— begin Supplied data —
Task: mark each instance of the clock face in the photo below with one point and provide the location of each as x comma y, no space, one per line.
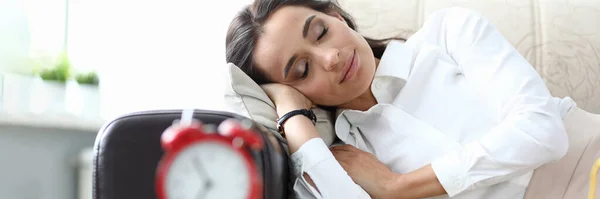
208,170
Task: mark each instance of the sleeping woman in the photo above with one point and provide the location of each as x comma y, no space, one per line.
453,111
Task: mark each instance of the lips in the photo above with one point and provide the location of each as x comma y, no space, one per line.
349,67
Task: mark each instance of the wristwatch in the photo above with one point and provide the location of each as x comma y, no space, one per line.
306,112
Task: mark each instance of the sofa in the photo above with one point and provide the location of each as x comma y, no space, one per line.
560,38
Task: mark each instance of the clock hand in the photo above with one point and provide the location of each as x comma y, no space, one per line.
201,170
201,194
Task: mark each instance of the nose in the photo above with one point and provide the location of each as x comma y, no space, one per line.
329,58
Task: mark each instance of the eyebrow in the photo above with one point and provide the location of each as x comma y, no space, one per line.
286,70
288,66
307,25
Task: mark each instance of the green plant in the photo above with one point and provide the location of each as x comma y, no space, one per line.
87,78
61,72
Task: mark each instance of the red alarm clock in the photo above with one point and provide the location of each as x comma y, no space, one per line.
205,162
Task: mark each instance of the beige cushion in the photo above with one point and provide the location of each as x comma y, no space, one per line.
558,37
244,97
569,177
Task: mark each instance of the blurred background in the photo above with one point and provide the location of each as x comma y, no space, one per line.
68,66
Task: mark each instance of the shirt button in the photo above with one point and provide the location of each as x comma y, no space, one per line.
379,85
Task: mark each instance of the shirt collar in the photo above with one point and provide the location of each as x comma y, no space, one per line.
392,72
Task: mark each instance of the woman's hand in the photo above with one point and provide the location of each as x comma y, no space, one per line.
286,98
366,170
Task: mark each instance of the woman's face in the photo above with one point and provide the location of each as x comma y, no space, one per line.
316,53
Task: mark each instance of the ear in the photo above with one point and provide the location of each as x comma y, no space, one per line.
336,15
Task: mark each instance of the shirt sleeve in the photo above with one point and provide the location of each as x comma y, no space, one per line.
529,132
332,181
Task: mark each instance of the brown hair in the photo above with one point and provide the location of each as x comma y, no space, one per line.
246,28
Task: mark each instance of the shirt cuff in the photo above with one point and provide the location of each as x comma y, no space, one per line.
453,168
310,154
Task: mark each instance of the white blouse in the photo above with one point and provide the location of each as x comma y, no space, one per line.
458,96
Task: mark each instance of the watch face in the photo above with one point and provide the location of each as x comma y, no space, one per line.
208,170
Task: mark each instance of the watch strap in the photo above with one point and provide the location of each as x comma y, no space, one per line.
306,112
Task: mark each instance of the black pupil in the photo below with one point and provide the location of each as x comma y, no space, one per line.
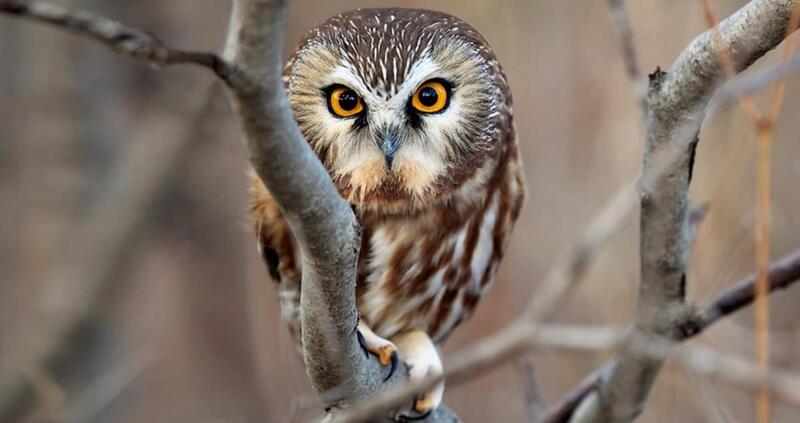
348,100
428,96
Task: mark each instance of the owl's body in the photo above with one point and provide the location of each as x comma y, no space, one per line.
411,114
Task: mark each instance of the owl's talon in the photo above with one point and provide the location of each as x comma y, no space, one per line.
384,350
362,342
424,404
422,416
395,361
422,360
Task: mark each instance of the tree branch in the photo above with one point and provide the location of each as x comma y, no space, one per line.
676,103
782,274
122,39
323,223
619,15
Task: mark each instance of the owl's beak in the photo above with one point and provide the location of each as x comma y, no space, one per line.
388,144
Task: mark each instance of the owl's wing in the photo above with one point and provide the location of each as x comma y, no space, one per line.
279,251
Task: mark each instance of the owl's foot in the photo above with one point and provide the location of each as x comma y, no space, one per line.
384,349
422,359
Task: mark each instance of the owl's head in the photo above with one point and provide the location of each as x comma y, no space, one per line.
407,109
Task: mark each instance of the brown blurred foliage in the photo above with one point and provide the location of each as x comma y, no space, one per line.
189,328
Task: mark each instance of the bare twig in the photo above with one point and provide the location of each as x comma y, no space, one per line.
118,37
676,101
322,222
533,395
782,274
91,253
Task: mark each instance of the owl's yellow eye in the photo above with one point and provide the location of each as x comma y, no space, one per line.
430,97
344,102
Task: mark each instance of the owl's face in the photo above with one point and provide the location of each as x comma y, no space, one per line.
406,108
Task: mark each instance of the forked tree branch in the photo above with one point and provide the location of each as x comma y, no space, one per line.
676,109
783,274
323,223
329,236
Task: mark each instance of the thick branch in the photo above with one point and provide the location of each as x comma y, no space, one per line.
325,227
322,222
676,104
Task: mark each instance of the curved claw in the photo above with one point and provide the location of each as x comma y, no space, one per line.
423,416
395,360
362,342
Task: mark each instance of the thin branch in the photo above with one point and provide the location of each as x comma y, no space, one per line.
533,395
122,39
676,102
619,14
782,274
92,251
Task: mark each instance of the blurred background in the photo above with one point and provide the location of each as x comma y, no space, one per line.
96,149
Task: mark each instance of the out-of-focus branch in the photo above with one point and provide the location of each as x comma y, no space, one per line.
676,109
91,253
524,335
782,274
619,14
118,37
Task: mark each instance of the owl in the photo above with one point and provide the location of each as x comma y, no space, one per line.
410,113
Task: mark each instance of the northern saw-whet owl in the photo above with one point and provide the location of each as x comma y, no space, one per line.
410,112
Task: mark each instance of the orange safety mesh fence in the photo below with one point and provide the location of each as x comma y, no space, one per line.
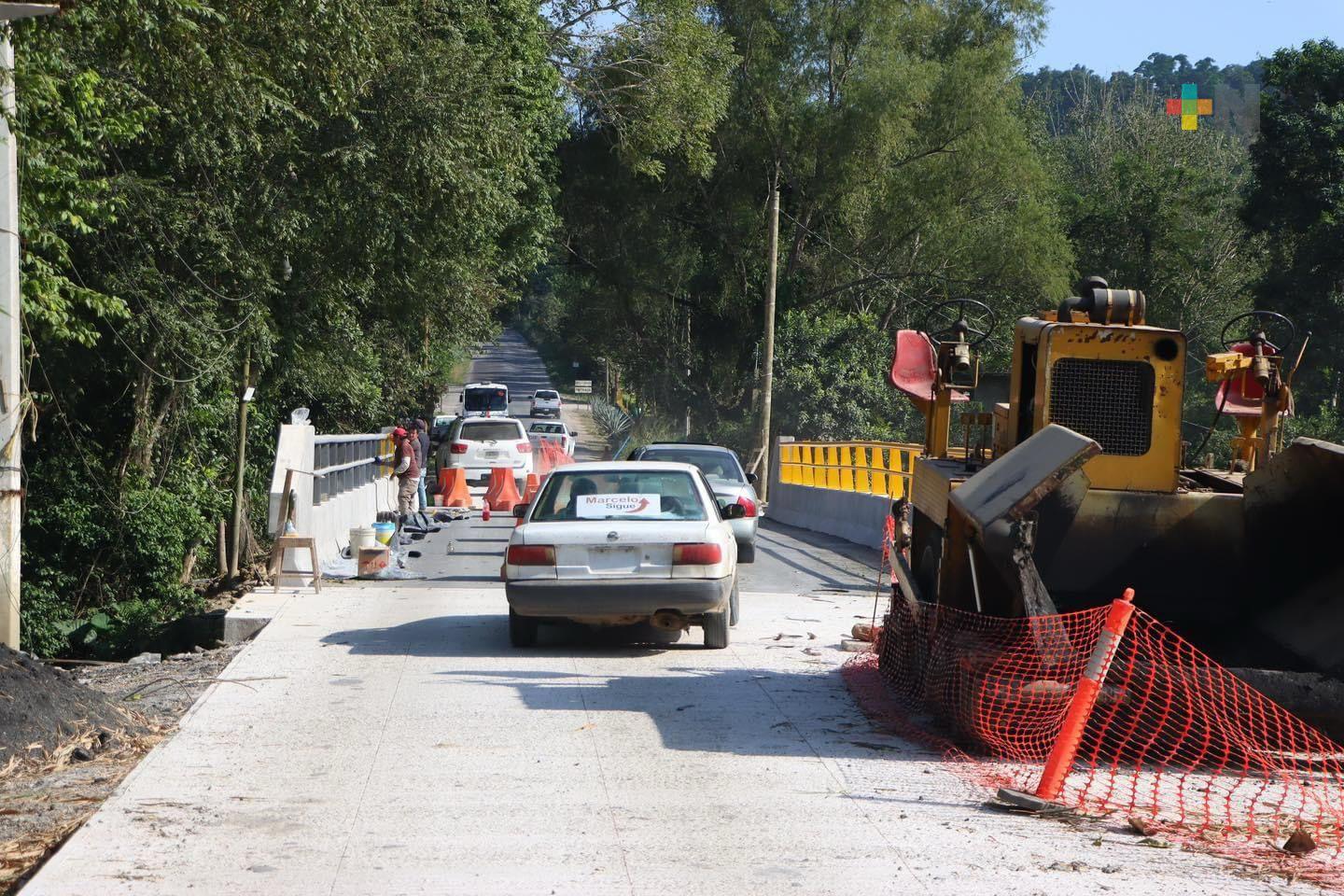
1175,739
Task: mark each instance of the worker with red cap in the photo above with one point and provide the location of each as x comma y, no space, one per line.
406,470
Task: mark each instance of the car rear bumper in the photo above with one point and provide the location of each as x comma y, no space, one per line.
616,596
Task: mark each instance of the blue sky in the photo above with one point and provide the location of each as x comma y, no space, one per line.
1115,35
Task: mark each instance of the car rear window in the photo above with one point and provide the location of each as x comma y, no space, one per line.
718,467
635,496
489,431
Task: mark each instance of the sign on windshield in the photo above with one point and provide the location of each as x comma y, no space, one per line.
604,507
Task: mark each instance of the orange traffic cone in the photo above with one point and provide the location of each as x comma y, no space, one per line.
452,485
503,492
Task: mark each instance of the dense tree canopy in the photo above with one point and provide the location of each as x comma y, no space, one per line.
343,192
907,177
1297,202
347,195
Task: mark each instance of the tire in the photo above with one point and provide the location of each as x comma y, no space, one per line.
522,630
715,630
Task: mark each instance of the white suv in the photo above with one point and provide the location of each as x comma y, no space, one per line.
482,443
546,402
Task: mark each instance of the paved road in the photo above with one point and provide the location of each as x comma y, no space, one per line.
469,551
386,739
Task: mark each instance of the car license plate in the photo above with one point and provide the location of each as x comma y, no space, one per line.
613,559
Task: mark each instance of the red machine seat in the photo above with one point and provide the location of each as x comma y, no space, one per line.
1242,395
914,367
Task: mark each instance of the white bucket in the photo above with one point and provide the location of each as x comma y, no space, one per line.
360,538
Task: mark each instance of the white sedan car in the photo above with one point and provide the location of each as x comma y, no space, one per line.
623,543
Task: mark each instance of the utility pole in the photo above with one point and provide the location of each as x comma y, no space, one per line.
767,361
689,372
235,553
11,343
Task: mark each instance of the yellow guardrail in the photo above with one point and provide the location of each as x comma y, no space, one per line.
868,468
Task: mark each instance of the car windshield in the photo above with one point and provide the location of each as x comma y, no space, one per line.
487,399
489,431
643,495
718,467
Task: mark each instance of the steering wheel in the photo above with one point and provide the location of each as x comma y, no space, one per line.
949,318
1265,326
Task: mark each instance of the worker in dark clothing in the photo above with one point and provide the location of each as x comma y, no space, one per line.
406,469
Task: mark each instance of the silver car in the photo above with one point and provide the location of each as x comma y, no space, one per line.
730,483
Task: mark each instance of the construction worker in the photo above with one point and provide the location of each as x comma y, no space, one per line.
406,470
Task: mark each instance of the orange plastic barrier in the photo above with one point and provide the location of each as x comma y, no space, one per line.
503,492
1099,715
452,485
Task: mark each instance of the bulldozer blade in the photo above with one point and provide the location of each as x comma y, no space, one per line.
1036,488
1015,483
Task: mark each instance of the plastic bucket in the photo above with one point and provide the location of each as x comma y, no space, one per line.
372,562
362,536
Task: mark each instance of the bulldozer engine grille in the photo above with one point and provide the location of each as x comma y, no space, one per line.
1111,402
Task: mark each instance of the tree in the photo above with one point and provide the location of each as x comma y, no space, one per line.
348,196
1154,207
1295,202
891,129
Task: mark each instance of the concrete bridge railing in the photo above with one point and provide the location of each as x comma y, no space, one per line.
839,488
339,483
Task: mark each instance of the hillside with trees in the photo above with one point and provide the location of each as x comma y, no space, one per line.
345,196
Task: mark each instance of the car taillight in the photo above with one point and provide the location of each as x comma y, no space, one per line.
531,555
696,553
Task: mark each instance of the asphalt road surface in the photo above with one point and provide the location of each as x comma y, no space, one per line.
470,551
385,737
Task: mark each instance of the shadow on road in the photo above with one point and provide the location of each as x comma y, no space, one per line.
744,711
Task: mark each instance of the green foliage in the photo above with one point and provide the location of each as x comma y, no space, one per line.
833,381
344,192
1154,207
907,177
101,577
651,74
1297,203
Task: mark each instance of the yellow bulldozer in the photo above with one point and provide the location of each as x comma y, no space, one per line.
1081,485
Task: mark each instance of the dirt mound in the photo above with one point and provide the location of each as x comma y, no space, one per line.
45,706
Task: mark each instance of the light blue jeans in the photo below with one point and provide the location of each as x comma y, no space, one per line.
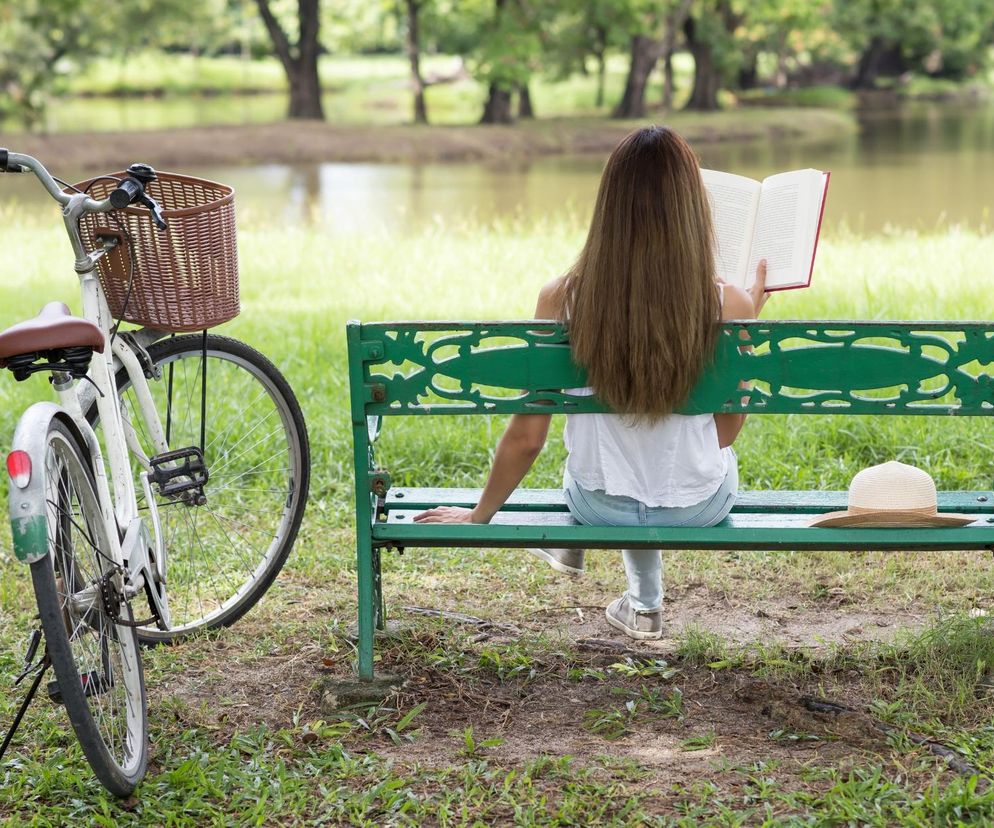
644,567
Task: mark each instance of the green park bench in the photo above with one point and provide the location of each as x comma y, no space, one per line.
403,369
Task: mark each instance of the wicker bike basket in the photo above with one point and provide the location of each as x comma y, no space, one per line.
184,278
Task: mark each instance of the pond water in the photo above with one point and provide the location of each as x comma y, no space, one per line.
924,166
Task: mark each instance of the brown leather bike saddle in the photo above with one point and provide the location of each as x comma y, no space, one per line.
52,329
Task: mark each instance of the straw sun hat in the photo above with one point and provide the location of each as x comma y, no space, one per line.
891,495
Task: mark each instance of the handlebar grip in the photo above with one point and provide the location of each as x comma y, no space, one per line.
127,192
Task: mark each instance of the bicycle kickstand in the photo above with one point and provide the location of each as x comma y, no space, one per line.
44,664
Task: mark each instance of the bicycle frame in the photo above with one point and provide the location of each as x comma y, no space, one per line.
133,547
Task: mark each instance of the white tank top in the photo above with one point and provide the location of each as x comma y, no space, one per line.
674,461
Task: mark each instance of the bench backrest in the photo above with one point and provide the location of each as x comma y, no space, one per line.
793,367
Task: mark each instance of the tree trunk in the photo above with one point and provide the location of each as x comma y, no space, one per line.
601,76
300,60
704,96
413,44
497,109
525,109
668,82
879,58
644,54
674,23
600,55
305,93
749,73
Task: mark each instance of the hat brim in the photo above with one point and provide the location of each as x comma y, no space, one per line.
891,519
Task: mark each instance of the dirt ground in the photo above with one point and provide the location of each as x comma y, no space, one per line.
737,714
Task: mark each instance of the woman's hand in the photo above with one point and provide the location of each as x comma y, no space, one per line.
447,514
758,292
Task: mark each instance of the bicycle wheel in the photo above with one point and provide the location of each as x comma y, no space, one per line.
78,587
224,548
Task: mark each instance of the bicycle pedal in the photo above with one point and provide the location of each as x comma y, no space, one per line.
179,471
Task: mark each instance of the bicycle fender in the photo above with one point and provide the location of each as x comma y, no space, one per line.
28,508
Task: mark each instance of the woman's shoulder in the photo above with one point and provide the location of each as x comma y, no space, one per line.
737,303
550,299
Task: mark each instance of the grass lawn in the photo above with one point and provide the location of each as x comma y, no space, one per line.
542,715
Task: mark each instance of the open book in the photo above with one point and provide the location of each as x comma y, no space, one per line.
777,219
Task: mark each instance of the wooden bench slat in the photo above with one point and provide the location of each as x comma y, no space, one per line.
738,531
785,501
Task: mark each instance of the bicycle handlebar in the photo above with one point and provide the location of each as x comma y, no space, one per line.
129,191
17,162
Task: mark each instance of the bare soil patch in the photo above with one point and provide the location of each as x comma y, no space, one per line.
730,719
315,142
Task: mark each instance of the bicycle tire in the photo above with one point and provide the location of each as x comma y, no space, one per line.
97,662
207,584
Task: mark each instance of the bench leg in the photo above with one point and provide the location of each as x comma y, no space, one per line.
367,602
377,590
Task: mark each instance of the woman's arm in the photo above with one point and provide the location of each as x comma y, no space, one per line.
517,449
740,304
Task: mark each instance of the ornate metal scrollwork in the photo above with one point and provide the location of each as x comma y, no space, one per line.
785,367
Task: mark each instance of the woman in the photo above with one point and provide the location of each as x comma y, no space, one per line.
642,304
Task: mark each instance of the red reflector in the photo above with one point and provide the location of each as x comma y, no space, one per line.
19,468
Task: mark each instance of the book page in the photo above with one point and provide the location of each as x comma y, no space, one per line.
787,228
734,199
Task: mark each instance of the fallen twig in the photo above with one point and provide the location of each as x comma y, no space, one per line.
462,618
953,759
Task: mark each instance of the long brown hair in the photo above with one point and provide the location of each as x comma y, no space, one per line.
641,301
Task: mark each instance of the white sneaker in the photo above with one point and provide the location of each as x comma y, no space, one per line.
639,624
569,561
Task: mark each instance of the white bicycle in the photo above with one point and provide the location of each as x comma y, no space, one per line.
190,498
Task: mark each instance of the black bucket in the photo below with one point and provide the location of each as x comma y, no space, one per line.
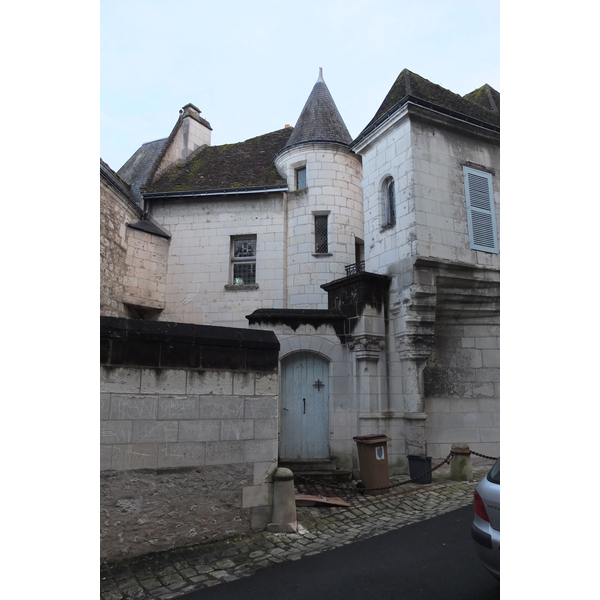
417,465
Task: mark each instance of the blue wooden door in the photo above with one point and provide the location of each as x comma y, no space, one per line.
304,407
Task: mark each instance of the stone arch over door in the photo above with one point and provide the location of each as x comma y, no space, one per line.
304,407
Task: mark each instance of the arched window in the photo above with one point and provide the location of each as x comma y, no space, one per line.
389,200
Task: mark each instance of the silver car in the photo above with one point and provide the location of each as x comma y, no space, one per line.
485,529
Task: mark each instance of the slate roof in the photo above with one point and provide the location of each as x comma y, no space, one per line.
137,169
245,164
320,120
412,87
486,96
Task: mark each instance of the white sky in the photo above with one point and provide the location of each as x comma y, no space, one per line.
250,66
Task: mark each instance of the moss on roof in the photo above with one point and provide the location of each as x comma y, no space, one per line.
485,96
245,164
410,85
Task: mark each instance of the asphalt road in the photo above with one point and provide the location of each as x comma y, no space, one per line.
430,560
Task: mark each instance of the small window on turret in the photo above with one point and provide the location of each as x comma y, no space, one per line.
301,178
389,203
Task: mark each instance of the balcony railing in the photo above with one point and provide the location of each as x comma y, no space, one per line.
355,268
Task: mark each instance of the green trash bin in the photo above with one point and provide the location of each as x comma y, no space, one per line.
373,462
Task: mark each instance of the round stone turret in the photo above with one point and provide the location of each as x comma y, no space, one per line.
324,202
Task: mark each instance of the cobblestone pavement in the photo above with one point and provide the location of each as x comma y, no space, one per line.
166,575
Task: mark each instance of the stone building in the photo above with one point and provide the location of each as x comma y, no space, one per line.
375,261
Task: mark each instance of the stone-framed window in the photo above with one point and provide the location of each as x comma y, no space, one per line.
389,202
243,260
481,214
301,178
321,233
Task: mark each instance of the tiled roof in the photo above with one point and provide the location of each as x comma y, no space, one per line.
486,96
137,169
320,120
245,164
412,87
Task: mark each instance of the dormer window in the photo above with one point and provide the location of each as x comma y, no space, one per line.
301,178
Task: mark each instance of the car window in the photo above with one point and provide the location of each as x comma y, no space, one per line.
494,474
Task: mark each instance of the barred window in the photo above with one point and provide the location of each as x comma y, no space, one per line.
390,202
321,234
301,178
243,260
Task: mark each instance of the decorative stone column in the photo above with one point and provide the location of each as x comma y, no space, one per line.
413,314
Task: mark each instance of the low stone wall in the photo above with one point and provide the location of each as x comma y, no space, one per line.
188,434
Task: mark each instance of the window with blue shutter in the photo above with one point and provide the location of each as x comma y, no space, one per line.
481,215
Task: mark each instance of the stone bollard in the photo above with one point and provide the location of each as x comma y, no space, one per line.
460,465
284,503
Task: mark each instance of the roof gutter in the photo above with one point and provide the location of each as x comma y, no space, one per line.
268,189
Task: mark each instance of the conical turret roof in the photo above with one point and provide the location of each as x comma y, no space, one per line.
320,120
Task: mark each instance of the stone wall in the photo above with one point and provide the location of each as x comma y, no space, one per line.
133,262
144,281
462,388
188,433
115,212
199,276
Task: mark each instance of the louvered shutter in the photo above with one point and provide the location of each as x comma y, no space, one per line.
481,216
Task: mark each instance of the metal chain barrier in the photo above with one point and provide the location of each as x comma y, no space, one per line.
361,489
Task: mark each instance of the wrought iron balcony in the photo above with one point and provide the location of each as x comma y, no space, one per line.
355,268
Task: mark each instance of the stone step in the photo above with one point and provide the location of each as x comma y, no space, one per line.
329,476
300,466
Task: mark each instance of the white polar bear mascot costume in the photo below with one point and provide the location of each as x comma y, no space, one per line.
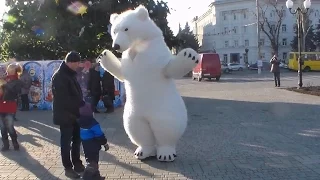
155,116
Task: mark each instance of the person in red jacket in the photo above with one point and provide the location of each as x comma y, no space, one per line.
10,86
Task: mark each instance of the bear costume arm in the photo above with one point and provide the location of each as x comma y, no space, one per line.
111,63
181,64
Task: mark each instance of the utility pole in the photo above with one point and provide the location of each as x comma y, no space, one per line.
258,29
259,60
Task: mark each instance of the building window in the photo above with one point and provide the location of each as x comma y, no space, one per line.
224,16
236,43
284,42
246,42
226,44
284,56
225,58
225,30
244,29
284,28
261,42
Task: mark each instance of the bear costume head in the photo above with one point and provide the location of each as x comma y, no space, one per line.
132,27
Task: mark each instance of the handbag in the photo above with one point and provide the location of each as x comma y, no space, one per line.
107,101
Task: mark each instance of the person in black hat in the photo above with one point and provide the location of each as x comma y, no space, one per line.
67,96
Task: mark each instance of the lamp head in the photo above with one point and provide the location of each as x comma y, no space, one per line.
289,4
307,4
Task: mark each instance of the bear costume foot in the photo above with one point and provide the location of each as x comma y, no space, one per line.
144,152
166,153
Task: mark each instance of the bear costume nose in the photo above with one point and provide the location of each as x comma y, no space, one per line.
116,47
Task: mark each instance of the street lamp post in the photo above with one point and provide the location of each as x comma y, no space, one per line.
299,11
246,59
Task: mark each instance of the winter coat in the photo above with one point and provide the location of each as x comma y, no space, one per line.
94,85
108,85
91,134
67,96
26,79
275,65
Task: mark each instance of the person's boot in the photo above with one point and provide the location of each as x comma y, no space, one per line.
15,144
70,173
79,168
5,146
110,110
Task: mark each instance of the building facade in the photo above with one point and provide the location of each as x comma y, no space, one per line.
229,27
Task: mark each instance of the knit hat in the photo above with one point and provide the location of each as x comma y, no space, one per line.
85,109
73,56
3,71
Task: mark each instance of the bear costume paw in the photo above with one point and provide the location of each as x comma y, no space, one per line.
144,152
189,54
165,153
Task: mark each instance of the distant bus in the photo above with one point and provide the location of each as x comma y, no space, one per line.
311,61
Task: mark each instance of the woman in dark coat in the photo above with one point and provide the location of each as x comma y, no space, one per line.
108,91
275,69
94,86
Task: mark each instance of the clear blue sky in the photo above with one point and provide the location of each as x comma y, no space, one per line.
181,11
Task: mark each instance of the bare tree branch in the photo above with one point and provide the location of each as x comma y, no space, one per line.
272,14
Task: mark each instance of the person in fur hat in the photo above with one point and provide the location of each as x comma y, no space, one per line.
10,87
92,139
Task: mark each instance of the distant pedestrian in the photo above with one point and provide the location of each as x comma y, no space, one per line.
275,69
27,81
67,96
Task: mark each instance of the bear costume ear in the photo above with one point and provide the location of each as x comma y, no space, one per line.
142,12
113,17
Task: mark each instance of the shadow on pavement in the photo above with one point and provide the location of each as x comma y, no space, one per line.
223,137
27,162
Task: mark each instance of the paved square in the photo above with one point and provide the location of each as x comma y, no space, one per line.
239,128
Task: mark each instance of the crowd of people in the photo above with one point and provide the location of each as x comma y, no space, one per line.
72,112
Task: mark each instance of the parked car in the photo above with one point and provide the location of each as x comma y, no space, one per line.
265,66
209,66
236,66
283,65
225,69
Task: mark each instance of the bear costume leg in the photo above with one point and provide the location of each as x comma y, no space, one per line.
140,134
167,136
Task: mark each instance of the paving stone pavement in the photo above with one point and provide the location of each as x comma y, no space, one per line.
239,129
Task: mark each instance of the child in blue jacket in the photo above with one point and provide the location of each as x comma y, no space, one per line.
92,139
— end Supplied data —
Make an exact copy of every line from the one with "Task: mark each instance of the person in fur" to the end of the data, with the first and last of those lines included.

Task: mark each instance of the person in fur hat in the photo above with one point and provide the location of each as x comma y, no space, one per line.
10,87
92,139
Task: mark each instance of the distant pedestrian in the photo above with one point and provide the location of each as x comma y, no space, one per line.
275,69
27,81
67,96
Task: mark each instance of the bear costume ear in the photo above with one point and provide the location of each as x comma y, no space, one per line.
142,12
113,17
Task: mark each instance of the shadow on pavement in the photo above with one point and provide the location of each as x comma y, no space, one per line.
223,137
27,162
Task: mark each instance of the paved square in the photo above with one point and provide the location of each as x comma y, no space, one per line.
239,128
Task: mark each instance of the crowd of people in the photo above with one point and provide the location of each as x comma y, no space, one per line.
72,112
Task: mark each instance of the parked car in the photo above with one point and provide the location of each as x comma y, no space, one per line.
265,66
209,66
236,66
283,65
225,69
Task: mark each instance of the bear costume leg in the photo above with one point and provide the location of each as x comma y, no space, one per line.
140,134
167,136
Task: mark each instance of the paving stone pavement in the photo above with one point and provide the location of each as x comma y, no space, one per line.
239,129
Task: mark each instance of the child in blue jacket in the photo above with one point and provide the location of each as x comma y, no space, one per line.
92,139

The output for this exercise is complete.